[Your task] Pull out every line of the material below that contains the string "positive", and leave out all other lines.

####################

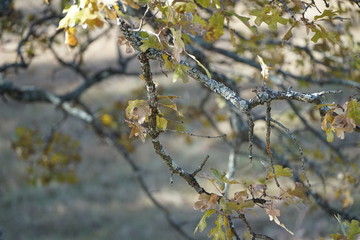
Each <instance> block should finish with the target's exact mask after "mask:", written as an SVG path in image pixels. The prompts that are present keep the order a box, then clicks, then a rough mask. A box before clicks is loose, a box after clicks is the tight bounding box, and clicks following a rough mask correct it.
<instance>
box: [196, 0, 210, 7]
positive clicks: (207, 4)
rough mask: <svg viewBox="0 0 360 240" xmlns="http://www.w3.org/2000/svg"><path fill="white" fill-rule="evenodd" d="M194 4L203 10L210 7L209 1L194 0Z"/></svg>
mask: <svg viewBox="0 0 360 240" xmlns="http://www.w3.org/2000/svg"><path fill="white" fill-rule="evenodd" d="M196 2H197V3H198V4H200V6H202V7H203V8H208V7H210V5H211V0H196Z"/></svg>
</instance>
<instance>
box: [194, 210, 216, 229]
mask: <svg viewBox="0 0 360 240" xmlns="http://www.w3.org/2000/svg"><path fill="white" fill-rule="evenodd" d="M215 212H216V210H215V209H208V210H206V211H205V213H204V215H203V216H202V217H201V219H200V221H199V223H198V225H197V226H196V228H195V231H194V233H196V232H197V231H200V232H202V231H204V230H205V228H206V226H207V223H206V219H207V218H208V217H210V216H211V215H213V214H214V213H215Z"/></svg>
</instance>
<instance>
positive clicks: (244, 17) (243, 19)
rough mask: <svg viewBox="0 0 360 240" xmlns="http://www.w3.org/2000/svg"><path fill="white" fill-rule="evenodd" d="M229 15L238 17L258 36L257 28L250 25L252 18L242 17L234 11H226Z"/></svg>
mask: <svg viewBox="0 0 360 240" xmlns="http://www.w3.org/2000/svg"><path fill="white" fill-rule="evenodd" d="M226 13H227V14H229V15H232V16H235V17H237V18H238V19H239V20H240V21H241V22H242V23H243V24H244V25H245V26H246V27H247V28H248V29H250V30H251V31H252V32H253V33H255V34H257V33H258V31H257V28H256V26H252V25H250V23H249V20H250V18H248V17H244V16H240V15H239V14H237V13H235V12H233V11H226Z"/></svg>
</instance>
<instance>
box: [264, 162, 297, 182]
mask: <svg viewBox="0 0 360 240" xmlns="http://www.w3.org/2000/svg"><path fill="white" fill-rule="evenodd" d="M274 170H275V175H276V177H292V176H293V174H292V169H290V168H284V167H283V166H281V165H274ZM268 178H269V179H271V178H274V173H273V172H270V173H269V174H268Z"/></svg>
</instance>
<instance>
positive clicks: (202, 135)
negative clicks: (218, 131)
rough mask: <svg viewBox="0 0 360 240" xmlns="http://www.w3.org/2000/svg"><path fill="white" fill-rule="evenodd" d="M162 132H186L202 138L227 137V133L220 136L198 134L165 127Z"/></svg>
mask: <svg viewBox="0 0 360 240" xmlns="http://www.w3.org/2000/svg"><path fill="white" fill-rule="evenodd" d="M161 132H174V133H179V134H186V135H189V136H192V137H200V138H224V137H226V134H223V135H219V136H208V135H198V134H194V133H190V132H185V131H178V130H175V129H165V130H162V131H161Z"/></svg>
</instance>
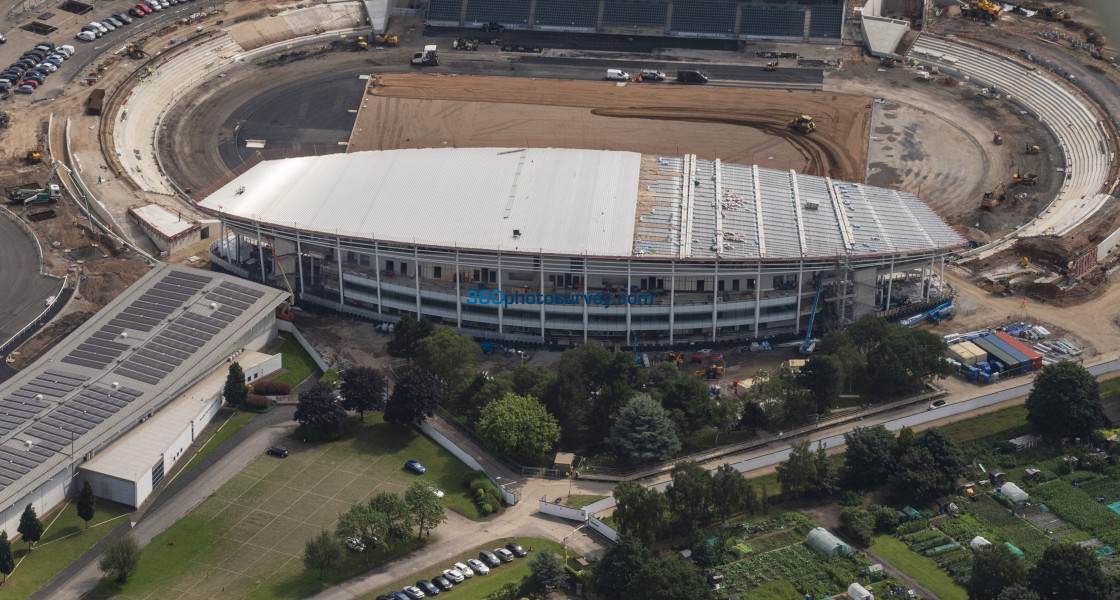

####################

[Output of the exercise]
positive clicks: (207, 4)
positive clicks: (244, 17) (243, 19)
positive clicks: (202, 135)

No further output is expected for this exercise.